**SOURCE EXTRACT**
-.-.-

It's surely true that you aren't going to get SIMD-like performance by chasing pointers down a singly-linked list of floating-point numbers (is that what you're suggesting?) but not because you can only allocate 10 million list nodes per second; it's because you'll trash your cache with all those worthless cdr pointers, the CPU can't prefetch, and every cache miss costs you a 100-ns stall, which often ties up your entire socket's memory bus, as I specifically pointed out in https://news.ycombinator.com/item?id=26438596. It's true that if you use malloc you'd need a minute or two (and 30 gigabytes!) to allocate 850 million such nodes, or maybe three minutes and 60 gigabytes to allocate two such lists. But if you use the kind of allocator we're talking about in this thread, you can do that much allocation in a few seconds rather than a few minutes, although it's still not a good way to represent your matrices and vectors.

> Neither of you has confronted this.

Well, no, why would we? It's just a silly error you made. Before you made it there was no way to confront it.

-.-.-

**SUPPLIED ENTRIES**
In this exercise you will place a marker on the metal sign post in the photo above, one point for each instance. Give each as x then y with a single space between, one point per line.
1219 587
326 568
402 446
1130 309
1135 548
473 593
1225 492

-.-.-

**LIST OF TASKS**
A: Using the forum comment on linked-list performance, decide whether each statement agrees with it: (i) the comment blames the slowdown on being able to allocate only 10 million list nodes per second; (ii) with malloc, allocating 850 million nodes would take a minute or two and 30 gigabytes; (iii) the allocator discussed in the thread makes a linked list a good way to represent matrices and vectors. Answer yes or no for each and quote the deciding words.
B: Carry on the forum comment on linked-list performance, starting after its final sentence.

**RESPONSES**
A:
(i) No: "but not because you can only allocate 10 million list nodes per second"
(ii) Yes: "if you use malloc you'd need a minute or two (and 30 gigabytes!) to allocate 850 million such nodes"
(iii) No: "although it's still not a good way to represent your matrices and vectors"

B:
> Saying that lots of small allocations has no impact on speed is counter to basically all optimization advice

Allocations aren't zero-cost, even when multiple allocations in a basic block get combined as chrisseaton says GraalVM does, unlike any of the three systems I presented measurements from; at a minimum, allocating more requires the GC to run more often, and you need to store a pointer somewhere that points at the separate allocation. (Though maybe not for very long.) As I mentioned in my other comment, I've written a popular essay exploring this topic at http://canonical.org/~kragen/memory-models.

But the time required to allocate a few bytes can vary over two or three orders of magnitude, from the 3.4 ns I got with OCaml (or maybe 1 ns if several allocations get combined), up to the 43 ns I got with LuaJIT, up to the 100 ns malloc/free typically take, up to the 200 ns we're suffering in Hammer, up to the maybe 1000 ns you might get out of a bad implementation of malloc/free, up to maybe several microseconds on a PIC16 or something.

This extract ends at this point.